+++ Exercise data

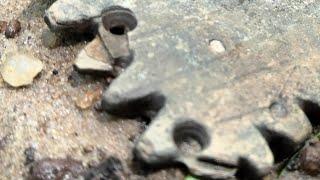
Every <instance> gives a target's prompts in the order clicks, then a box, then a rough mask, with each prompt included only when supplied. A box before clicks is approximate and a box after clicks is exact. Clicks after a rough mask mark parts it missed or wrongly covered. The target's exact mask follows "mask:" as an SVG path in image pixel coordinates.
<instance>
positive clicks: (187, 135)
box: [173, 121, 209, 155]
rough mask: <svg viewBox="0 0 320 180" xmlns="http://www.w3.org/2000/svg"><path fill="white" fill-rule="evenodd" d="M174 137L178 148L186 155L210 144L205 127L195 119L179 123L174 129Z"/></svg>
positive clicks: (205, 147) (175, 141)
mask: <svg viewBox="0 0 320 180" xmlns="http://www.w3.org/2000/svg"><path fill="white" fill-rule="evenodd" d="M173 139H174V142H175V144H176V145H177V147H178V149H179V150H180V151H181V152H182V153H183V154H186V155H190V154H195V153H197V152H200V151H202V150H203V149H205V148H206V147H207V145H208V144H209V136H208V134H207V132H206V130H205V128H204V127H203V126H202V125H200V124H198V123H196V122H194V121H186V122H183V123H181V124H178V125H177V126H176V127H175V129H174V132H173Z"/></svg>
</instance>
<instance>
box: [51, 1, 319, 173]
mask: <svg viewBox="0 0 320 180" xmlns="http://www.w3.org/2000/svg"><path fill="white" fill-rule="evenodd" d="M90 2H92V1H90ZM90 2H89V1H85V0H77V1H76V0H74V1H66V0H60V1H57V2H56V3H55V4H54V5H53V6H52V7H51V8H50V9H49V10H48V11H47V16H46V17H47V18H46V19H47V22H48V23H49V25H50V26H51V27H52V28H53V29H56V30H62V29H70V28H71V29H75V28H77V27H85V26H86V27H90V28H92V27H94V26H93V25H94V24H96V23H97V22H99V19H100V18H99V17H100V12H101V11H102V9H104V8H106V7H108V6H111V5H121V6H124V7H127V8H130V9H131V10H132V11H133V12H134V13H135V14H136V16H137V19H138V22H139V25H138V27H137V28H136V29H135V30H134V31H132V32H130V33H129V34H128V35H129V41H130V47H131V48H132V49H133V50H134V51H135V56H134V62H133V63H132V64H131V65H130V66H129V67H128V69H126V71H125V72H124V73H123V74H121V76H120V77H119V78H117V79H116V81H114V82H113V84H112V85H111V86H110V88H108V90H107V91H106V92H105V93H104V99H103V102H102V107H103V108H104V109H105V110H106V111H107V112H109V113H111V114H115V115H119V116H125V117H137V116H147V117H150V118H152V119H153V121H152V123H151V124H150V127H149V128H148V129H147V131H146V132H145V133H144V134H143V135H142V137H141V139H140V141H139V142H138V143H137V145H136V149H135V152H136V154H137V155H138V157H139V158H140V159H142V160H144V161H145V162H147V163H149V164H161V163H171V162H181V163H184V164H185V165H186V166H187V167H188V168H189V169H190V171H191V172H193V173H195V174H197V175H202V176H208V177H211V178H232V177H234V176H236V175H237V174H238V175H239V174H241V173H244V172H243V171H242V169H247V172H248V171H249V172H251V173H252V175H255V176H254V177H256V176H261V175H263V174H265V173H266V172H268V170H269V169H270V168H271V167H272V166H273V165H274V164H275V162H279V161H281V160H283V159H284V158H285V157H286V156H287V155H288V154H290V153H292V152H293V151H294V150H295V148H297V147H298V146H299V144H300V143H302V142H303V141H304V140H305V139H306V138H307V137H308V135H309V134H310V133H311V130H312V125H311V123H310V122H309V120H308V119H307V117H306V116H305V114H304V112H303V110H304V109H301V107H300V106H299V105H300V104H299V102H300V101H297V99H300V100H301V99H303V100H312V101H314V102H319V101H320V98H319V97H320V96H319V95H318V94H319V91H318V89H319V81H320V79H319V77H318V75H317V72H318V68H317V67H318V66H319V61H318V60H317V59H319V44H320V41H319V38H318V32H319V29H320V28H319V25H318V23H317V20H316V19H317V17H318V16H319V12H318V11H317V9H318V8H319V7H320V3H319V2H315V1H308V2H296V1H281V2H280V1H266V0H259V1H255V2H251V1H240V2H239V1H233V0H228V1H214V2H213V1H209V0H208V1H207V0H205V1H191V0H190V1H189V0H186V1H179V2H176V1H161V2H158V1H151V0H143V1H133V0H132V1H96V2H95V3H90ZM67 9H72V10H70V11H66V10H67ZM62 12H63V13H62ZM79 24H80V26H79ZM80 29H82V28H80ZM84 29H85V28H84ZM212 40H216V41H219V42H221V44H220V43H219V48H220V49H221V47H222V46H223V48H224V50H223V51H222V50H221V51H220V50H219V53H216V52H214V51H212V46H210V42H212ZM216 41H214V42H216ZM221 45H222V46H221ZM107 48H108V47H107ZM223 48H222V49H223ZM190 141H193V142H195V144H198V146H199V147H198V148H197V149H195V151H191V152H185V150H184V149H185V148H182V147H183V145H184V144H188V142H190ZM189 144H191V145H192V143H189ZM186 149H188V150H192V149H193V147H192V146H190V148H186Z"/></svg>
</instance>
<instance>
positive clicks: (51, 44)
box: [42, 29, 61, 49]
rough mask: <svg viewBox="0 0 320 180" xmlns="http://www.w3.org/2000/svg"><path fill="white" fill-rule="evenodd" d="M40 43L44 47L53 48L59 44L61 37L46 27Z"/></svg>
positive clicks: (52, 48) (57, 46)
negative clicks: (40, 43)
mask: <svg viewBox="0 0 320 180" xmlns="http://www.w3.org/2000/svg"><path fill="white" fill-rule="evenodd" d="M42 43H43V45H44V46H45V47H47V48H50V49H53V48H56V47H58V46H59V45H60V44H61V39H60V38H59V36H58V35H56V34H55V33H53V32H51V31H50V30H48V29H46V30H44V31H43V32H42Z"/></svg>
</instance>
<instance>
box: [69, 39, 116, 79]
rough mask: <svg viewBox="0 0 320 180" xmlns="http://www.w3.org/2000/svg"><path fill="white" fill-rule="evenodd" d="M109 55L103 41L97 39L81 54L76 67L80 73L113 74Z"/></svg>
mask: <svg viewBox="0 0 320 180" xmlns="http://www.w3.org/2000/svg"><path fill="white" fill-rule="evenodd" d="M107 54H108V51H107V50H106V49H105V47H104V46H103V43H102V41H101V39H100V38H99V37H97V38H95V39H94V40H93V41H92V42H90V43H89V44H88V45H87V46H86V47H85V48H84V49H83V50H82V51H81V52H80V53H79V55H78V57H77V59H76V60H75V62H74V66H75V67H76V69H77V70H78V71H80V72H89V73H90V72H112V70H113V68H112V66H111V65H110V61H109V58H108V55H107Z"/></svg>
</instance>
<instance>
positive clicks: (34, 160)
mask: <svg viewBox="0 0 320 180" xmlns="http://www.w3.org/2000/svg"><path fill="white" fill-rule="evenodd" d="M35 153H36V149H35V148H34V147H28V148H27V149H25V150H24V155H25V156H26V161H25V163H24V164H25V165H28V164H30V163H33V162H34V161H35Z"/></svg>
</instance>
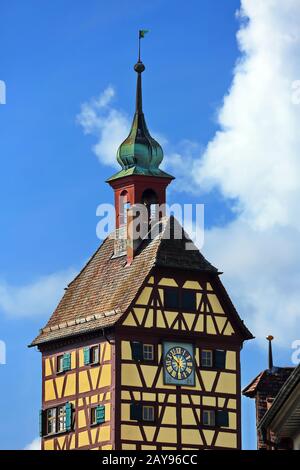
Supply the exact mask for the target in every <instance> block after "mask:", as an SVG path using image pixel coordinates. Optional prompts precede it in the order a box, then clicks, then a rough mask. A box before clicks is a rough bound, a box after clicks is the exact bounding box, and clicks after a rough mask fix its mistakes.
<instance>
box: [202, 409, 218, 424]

++++++

* **What you should do**: Count the lines in the records above that contain the string "positive", treating uppercase and lowercase as different, and reply with the number only.

* **Answer section**: 5